■ WHAT TO PRODUCE: What follows is a set of records; restate each one word for word and drop the pictures.

%%

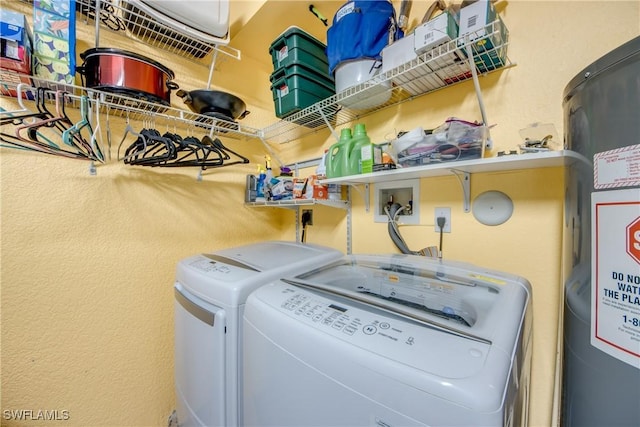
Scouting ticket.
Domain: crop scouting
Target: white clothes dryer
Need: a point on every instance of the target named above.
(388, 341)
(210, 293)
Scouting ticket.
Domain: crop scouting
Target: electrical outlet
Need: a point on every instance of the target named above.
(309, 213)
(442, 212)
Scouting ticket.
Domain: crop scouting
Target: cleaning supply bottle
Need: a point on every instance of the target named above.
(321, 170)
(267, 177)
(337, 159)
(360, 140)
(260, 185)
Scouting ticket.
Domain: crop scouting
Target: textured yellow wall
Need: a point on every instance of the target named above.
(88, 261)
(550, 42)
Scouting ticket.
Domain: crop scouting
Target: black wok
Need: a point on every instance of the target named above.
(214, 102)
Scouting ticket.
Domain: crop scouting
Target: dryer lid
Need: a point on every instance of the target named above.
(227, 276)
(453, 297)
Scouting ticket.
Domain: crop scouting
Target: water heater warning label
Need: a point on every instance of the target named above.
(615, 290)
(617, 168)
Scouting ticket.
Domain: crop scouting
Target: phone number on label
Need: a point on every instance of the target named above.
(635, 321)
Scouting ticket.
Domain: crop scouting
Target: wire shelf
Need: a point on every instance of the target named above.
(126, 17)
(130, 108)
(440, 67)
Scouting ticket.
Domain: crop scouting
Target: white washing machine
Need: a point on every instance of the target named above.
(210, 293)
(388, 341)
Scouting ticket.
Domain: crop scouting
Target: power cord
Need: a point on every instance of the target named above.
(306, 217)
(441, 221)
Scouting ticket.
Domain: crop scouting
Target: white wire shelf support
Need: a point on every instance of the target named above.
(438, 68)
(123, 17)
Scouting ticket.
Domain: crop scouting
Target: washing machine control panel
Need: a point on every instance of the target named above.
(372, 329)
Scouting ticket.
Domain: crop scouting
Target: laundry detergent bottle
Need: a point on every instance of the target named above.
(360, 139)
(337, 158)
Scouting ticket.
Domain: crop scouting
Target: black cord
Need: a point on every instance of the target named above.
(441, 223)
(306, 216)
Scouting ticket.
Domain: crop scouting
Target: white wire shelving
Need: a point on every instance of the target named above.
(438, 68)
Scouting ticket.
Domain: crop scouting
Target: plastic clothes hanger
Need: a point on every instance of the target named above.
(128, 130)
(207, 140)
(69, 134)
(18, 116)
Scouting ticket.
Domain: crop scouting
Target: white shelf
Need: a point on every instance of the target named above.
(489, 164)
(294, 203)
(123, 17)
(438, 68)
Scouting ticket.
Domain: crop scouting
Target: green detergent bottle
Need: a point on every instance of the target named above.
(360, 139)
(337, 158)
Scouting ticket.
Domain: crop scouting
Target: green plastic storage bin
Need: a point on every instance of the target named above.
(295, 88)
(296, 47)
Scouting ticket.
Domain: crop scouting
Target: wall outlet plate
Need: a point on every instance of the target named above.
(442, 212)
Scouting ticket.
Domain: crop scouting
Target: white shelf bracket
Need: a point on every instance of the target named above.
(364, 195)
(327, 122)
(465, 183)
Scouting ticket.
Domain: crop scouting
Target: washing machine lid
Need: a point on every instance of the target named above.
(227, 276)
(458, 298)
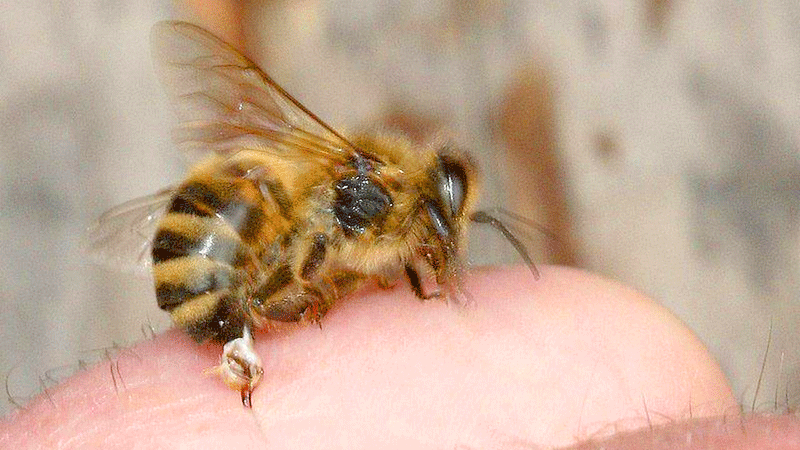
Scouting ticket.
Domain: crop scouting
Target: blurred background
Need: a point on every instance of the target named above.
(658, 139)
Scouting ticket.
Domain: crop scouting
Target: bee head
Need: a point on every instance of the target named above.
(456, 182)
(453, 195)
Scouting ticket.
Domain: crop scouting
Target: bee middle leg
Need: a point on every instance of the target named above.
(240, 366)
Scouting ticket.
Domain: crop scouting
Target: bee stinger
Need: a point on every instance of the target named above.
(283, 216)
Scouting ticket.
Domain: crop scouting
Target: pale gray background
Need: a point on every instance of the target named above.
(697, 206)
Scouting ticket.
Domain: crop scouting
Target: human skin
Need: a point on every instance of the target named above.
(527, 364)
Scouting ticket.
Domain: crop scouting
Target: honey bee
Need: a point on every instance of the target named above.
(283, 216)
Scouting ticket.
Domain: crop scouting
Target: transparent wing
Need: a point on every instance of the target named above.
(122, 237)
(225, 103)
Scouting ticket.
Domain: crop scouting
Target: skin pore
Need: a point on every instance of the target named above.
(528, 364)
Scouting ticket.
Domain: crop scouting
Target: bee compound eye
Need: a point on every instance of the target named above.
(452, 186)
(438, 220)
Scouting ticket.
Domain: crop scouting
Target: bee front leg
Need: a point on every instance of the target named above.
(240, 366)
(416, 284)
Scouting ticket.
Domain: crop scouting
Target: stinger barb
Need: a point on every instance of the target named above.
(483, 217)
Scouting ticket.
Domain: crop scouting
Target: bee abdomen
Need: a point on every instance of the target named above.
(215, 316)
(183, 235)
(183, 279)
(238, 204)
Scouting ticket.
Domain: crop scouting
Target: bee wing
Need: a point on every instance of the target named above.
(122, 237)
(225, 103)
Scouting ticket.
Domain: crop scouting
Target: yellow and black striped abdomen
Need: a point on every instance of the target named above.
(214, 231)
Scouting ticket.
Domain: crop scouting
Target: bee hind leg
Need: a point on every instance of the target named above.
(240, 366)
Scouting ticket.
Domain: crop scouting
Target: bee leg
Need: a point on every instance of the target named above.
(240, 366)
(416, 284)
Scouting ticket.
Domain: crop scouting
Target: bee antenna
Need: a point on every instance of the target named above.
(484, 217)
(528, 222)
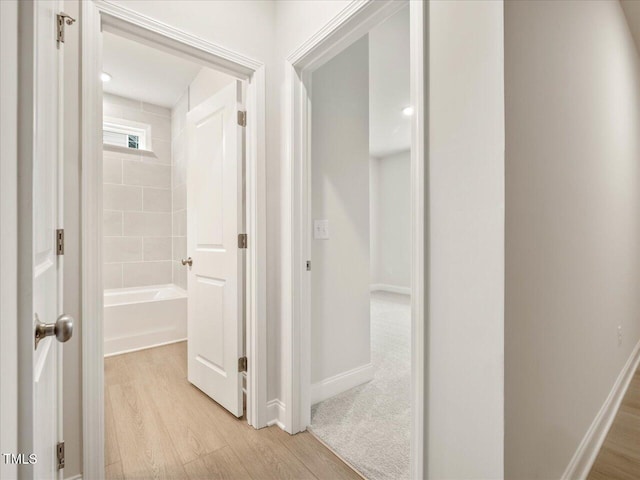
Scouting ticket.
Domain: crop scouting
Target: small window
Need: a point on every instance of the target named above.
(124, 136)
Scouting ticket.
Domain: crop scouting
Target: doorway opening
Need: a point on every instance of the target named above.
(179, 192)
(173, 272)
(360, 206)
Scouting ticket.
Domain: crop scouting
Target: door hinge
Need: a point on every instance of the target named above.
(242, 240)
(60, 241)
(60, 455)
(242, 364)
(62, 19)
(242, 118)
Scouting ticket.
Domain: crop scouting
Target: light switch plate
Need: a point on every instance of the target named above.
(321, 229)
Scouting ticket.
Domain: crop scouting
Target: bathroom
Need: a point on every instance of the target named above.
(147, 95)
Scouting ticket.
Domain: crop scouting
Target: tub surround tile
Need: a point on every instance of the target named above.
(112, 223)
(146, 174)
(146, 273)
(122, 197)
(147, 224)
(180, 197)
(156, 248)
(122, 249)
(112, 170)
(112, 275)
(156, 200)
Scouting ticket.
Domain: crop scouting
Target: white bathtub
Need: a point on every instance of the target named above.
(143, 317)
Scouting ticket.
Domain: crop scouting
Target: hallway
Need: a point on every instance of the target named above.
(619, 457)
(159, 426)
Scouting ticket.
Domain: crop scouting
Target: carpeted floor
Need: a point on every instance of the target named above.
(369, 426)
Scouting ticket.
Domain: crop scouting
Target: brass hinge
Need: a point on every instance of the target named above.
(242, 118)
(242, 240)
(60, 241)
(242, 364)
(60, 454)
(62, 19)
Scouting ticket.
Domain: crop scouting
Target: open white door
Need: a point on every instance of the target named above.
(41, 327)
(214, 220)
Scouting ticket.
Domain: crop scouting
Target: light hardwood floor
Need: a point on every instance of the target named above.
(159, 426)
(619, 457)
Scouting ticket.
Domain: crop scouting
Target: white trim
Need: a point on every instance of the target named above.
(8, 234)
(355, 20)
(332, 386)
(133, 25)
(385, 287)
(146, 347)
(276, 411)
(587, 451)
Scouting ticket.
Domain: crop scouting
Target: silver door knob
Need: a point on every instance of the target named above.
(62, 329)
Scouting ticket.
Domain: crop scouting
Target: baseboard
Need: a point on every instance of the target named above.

%%

■ WORKED ANSWER:
Scouting ticket.
Domain: crop scouting
Target: white clothes dryer
Need: a point on every instance of the target named above.
(388, 341)
(210, 293)
Scouting ticket.
Domain: crop scouting
Target: electrical outlet
Need: a point on every instance of the target named above.
(309, 213)
(442, 212)
Scouting ticket.
Domain: crop scouting
Target: cleaning supply bottle
Need: a point on every instance of the target named above.
(321, 170)
(267, 177)
(337, 159)
(360, 140)
(260, 185)
Scouting ticket.
Domain: crop scouting
Target: textured yellow wall
Need: a point on every instance of the target named above.
(88, 261)
(550, 42)
Scouting ticket.
Domain: crop scouting
Target: black wok
Need: a point on every instance of the target named above.
(214, 102)
Scouting ticket.
Domain: crop scouting
Target: dryer lid
Need: a point on every instance of the target named above.
(227, 276)
(453, 297)
Scouting ticket.
Domain: crop scouting
Target: water heater warning label
Need: a point on every instance of the target named above.
(615, 290)
(617, 168)
Scouting ticket.
Domain: crop scouting
Target: phone number on label
Need: a point on every instance of the target named above.
(635, 321)
Scouting ticket.
Domain: crop scouting
Target: wire shelf
Need: a point on every instance of the target named above.
(126, 17)
(130, 108)
(440, 67)
Scouting ticket.
Domain: crop scouting
Target: white washing machine
Need: a point on every instance of the target named above.
(210, 293)
(388, 341)
Scouting ticket.
Domain: crop scouting
Target: power cord
Need: a point on every instance of the target named above.
(306, 217)
(441, 221)
Scouting ticket.
Domain: crop scouting
Target: white wire shelf support
Need: a point on every instance of the target named above.
(438, 68)
(123, 17)
Scouting ticket.
Domain: crop scouting
Target: washing machine control panel
Need: a point on every instance of the target named above.
(372, 329)
Scouting ticket.
Domain: crop scouting
Target: laundry detergent bottle
Need: a point on every instance of the target named above.
(360, 139)
(337, 158)
Scouting ticket.
Domain: crop scouting
Target: black cord
Need: a point on every instance of the target named above.
(441, 223)
(306, 216)
Scouting ticket.
Domain: crop scouting
Target: white wire shelving
Need: a point on every instance of the target named above.
(438, 68)
Scouting ticket.
Domain: crop scouting
Target: plastic clothes hanger
Need: a point on every instance of the target named above.
(128, 130)
(207, 140)
(69, 134)
(18, 116)
Scouting ticket.
Domain: crop scouting
Target: white shelf
Need: a point on every instance of the target named above.
(489, 164)
(294, 203)
(123, 17)
(438, 68)
Scouting ticket.
Domain: crop scouting
Target: green detergent bottle
Need: a point on every instance of the target named above.
(360, 139)
(337, 158)
Scouting ticket.
Domain: crop scouting
Target: green plastic storage bin
Need: a point on every instance of the target named above.
(295, 88)
(296, 47)
Scouting ticket.
Domain: crop scouting
Target: wall outlet plate
Need: a point on every instance of the target named above.
(442, 212)
Scouting ticket.
Domain: crop scouting
Target: white shelf bracket
Need: a point on every instance of the target named above.
(364, 195)
(327, 122)
(465, 183)
Scouting ticket.
Domain: crop scouting
Target: washing machine lid
Need: a point on every instance of the target named above.
(227, 276)
(458, 298)
Scouting ticket.
Domain: crop scouting
Target: blurred background
Need: a point on every instance of the target named above.
(658, 139)
Scouting ticket.
Domain: crop scouting
Target: bee head
Need: a point on every instance of the target named above.
(456, 182)
(453, 195)
Scouting ticket.
Domain: crop scouting
Target: bee middle leg
Need: a point on every instance of the target named above.
(240, 366)
Scouting ticket.
Domain: crop scouting
Target: bee stinger
Need: a point on every instance of the target named above.
(283, 216)
Scouting ticket.
Domain: crop scouting
Target: pale gray background
Need: a point on every instance of the target named above.
(697, 206)
Scouting ticket.
Domain: crop scouting
Target: human skin
Need: a point on every instance of the target named above.
(527, 364)
Scouting ticket.
Domain: crop scouting
Target: honey bee
Need: a point on every instance of the target named above.
(283, 216)
Scouting ticket.
Domain: crop scouting
Target: transparent wing
Need: a point on every instance of the target named above.
(122, 237)
(225, 103)
Scouting ticket.
Domain: crop scouting
Target: skin pore
Need: a point on every instance of the target named above.
(528, 364)
Scouting ticket.
Domain: crop scouting
Target: bee compound eye
Need: a point on every instance of the target named above.
(452, 186)
(438, 220)
Scouting ticket.
Domain: crop scouting
Target: bee front leg
Need: a point on every instance of the target named above.
(240, 366)
(416, 284)
Scouting ticket.
Domain: crop scouting
Target: stinger barb
Need: a point on every instance of the target named above.
(483, 217)
Scouting ticket.
Domain: crop scouting
Target: bee abdomen
Need: a point on every instance of the target named above.
(215, 316)
(183, 235)
(183, 279)
(238, 204)
Scouting ticket.
Domain: crop scouting
Target: bee wing
Need: a point on every instance of the target named above.
(122, 237)
(225, 103)
Scouting ticket.
Domain: crop scouting
Target: yellow and black striped abdomen
Need: a point on every instance of the target named above.
(214, 231)
Scouting ticket.
Domain: crop scouting
Target: bee hind leg
Need: a point on every instance of the target named above.
(240, 366)
Scouting ticket.
Domain: crop scouting
Target: bee leg
Need: a point on every instance of the target named above.
(240, 366)
(416, 284)
Scouting ticket.
Domain: crop scouting
Target: bee antenna
Need: a point on every instance of the target named above.
(484, 217)
(528, 222)
Scouting ticket.
Domain: crop scouting
Target: small window
Need: a point on every instance of the target named above.
(124, 136)
Scouting ticket.
Domain: crop scouting
Target: doorway opening
Need: a point on every instance of the target named above.
(179, 192)
(173, 272)
(360, 206)
Scouting ticket.
Domain: crop scouting
Target: door hinge
Need: a point on every instance of the target named above.
(242, 240)
(60, 241)
(60, 455)
(242, 364)
(62, 19)
(242, 118)
Scouting ticket.
Domain: crop scouting
Target: light switch plate
Need: a point on every instance of the target named above.
(321, 229)
Scouting ticket.
Domain: crop scouting
Target: bathroom
Need: a point on every instance of the target named above.
(147, 95)
Scouting ticket.
Domain: crop scouting
Target: tub surround tile
Need: a point on every instance of the target named above.
(112, 223)
(146, 174)
(146, 273)
(122, 197)
(147, 224)
(180, 197)
(156, 248)
(122, 249)
(112, 170)
(112, 275)
(156, 200)
Scouting ticket.
Domain: crop scouting
Target: white bathtub
Need: a point on every instance of the target named above.
(143, 317)
Scouting ticket.
Domain: crop scouting
Target: hallway
Need: a point on every instance of the target named above.
(619, 457)
(159, 426)
Scouting ticket.
Domain: crop scouting
Target: carpeted floor
Need: a point on every instance of the target named above.
(369, 426)
Scouting ticket.
Domain: crop scouting
Target: brass hinge
Need: a point on every instance of the target named above.
(242, 118)
(242, 240)
(60, 241)
(242, 364)
(60, 454)
(62, 19)
Scouting ticket.
Domain: crop scouting
Target: open white door
Need: a point on every instance of the target named above.
(41, 327)
(214, 220)
Scouting ticket.
Domain: crop scouting
Target: light hardwood floor
Need: a point on every instance of the target named above.
(159, 426)
(619, 457)
Scouting ticket.
Domain: crop scouting
Target: white trim
Need: a point on every instance of the target named above.
(8, 234)
(355, 20)
(332, 386)
(133, 25)
(385, 287)
(146, 347)
(276, 411)
(587, 451)
Scouting ticket.
Domain: crop scouting
Target: silver door knob
Need: a point on every instance of the target named above.
(62, 329)
Scouting ticket.
Domain: crop scouting
Target: baseboard
Need: a point on every instance of the target named above.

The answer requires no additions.